DATA IN THIS EXERCISE:
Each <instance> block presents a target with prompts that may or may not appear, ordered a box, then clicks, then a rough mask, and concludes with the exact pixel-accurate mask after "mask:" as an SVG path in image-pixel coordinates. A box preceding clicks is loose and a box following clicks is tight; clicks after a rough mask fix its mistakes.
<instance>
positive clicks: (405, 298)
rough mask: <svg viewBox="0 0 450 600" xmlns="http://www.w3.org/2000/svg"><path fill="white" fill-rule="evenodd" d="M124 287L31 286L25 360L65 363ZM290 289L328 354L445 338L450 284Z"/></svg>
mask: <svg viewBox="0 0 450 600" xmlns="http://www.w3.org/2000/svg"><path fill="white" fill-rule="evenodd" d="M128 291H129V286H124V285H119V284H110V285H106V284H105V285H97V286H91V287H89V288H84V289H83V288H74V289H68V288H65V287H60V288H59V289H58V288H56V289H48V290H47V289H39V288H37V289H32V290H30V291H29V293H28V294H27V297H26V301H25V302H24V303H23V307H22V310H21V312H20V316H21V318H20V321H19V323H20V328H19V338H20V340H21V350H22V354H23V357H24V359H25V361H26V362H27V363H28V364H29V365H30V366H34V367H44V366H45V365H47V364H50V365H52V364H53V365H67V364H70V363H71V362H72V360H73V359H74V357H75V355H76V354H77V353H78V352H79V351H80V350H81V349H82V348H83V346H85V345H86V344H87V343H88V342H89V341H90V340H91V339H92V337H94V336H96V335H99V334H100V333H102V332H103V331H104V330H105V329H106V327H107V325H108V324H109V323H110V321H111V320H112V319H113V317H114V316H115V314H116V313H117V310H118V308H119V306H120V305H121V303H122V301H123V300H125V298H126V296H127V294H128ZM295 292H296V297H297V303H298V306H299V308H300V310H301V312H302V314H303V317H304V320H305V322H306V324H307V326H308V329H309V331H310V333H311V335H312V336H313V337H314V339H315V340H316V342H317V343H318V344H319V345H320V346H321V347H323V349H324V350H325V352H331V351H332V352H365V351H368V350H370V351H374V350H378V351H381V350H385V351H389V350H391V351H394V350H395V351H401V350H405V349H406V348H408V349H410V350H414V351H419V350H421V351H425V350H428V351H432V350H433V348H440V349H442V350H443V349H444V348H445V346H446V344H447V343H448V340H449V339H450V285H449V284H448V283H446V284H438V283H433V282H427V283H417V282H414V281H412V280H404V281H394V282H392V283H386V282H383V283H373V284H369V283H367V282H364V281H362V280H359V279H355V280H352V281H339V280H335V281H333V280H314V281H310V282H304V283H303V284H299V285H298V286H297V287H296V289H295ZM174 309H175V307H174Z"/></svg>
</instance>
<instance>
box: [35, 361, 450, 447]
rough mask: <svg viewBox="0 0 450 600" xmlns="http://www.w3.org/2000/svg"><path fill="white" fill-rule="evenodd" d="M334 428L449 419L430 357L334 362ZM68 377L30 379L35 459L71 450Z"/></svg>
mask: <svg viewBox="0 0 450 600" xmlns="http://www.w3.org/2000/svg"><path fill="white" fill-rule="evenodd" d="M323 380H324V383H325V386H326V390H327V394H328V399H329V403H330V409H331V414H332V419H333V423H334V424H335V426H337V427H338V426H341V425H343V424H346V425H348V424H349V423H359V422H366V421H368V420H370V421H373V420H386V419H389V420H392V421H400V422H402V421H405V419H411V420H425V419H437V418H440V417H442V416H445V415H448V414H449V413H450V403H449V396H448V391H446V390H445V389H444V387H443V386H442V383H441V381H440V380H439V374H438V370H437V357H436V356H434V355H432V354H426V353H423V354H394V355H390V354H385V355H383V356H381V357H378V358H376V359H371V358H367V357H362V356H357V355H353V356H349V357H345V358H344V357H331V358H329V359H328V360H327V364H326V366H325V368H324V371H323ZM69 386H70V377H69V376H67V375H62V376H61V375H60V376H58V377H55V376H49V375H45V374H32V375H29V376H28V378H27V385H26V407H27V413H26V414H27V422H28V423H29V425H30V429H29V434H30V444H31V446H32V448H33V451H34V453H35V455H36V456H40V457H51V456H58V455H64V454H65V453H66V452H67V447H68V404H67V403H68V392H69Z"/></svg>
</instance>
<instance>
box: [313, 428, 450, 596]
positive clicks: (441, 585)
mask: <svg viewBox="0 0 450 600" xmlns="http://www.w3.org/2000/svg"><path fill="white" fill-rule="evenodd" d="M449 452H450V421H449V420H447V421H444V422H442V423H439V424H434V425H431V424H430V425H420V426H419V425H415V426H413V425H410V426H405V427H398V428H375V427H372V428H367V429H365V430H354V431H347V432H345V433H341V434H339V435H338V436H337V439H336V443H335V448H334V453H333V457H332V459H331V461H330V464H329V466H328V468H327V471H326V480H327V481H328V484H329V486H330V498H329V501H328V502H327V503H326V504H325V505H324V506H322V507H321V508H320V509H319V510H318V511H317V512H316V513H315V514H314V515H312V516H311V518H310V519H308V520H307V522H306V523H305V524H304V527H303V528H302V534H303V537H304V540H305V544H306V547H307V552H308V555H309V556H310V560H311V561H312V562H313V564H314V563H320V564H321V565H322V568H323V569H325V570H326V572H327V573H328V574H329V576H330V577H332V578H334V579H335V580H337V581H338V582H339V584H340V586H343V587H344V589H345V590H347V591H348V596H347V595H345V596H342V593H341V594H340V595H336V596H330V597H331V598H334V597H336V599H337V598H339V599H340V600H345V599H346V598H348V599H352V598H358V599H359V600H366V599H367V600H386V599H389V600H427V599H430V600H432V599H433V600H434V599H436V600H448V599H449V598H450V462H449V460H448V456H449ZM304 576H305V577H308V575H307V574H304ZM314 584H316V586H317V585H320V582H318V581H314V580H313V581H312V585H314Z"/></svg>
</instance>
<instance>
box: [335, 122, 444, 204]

PROBLEM TO SOLVE: Using the entries above, quote each line verbatim from the first through the line that contains "positive clicks: (405, 298)".

TASK ANSWER:
Each <instance> block presents a target with prompts that may or may not appear, ordered a box, then clicks, then a rough mask, and concludes with the exact pixel-accurate mask after "mask:" as an SVG path in image-pixel coordinates. A box preceding clicks is loose and a box following clicks is tight; clicks after a rough mask fix its mistakes.
<instance>
positive clicks: (405, 298)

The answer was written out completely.